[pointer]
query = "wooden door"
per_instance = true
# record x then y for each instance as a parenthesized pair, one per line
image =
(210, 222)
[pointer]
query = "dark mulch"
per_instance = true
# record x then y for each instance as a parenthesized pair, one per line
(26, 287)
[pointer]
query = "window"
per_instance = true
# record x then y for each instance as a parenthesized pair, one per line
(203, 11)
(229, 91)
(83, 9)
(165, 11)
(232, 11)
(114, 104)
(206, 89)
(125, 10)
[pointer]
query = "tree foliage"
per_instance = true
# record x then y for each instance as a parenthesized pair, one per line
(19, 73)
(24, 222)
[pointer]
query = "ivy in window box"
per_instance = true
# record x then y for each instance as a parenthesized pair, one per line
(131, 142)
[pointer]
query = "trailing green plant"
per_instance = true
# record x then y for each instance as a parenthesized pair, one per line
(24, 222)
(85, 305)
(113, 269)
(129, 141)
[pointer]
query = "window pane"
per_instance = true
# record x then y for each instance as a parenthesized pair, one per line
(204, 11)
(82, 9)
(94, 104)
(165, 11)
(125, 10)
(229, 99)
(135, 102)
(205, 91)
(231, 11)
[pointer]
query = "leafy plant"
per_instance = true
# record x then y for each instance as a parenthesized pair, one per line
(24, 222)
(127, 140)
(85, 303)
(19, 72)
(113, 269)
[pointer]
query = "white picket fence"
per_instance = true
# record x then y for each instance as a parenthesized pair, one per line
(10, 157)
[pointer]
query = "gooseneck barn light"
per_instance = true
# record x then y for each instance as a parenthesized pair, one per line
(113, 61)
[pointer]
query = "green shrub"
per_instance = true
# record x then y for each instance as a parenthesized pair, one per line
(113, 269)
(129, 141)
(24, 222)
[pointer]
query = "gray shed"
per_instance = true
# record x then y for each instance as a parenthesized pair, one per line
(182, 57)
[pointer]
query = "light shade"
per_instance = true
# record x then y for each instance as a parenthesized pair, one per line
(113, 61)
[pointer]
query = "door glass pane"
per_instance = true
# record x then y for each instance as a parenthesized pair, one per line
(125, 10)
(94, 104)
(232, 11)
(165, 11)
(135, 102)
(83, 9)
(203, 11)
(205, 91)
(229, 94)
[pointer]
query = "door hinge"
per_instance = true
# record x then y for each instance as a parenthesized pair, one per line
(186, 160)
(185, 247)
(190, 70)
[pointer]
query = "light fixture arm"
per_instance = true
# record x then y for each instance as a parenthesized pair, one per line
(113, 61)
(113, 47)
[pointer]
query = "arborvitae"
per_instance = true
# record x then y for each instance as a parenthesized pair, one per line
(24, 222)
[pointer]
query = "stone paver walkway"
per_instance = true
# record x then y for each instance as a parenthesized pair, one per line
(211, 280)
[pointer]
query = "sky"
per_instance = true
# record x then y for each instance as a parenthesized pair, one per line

PROBLEM TO WORK ON. Show each line above that contains the string "light".

ANSWER TO THE PROBLEM.
query = "gooseneck barn light"
query = "light shade"
query = "light fixture arm"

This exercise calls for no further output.